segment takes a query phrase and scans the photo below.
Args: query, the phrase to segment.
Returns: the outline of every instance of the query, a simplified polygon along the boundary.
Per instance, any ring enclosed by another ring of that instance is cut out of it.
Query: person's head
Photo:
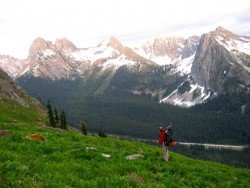
[[[160,130],[163,129],[163,126],[164,126],[163,123],[160,123],[160,124],[159,124],[159,129],[160,129]]]
[[[162,130],[162,129],[163,129],[163,126],[160,126],[159,129]]]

## [Exercise instructions]
Write out the records above again, requests included, offsetting every polygon vertex coordinate in the answers by adding -145 to it. Leave the pictures out.

## [Exercise result]
segment takes a query phrase and scans the photo below.
Args: query, the phrase to segment.
Returns: the outline of every instance of the query, a simplified polygon along the boundary.
Per instance, any ring enclosed by another ring of that instance is cut out of it.
Query: person's head
Photo:
[[[15,-15],[18,-16],[18,-19],[19,-19],[18,-22],[15,-22],[15,-21],[14,-21],[14,-16],[15,-16]]]
[[[17,-15],[17,-16],[18,-16],[18,-19],[15,-19],[14,-16]]]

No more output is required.